*Work instructions*: Pictures aside, return all of the records exactly as they stand.

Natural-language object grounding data
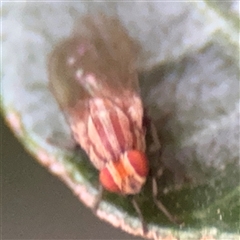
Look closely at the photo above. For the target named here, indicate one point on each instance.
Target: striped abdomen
(112, 135)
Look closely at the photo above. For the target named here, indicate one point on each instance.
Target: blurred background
(36, 205)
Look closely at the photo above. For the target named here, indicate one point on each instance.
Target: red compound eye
(107, 181)
(139, 162)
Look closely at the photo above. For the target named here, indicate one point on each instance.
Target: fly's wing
(98, 60)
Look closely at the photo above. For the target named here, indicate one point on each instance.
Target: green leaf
(189, 78)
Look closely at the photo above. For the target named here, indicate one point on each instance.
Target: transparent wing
(98, 60)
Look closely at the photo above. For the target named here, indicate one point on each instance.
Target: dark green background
(36, 205)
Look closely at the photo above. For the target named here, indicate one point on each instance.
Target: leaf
(189, 81)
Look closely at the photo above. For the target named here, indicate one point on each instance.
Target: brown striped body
(107, 131)
(93, 77)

*Answer box*:
Look closely at the photo above. For the target named here, indicate one point on each instance.
Target: striped abdomen
(112, 135)
Look closely at the photo above. For the target named here, indicate one point on each instance.
Target: blurred background
(36, 205)
Look closely at the photo above. For the target named here, indicate one point on each instance.
Target: red compound eye
(107, 181)
(139, 162)
Look closely at the photo above. For the target named here, indicate one point on each instance.
Target: fly's wing
(98, 60)
Look closely at the photo above. For the target named here, indicate one point on each instance.
Target: green leaf
(189, 78)
Look closely at the photo above. For the target named here, indicate one point on each instance.
Target: transparent wing
(98, 60)
Look closely at the photo above. For the target named here, indicate one point on each instance.
Target: dark green background
(36, 205)
Look closely at the photo above. For the target named here, indicate one point on each instance.
Target: leaf
(189, 81)
Look closely at the photo above. For the target named here, indicate one point on each instance.
Target: brown striped body
(107, 131)
(93, 77)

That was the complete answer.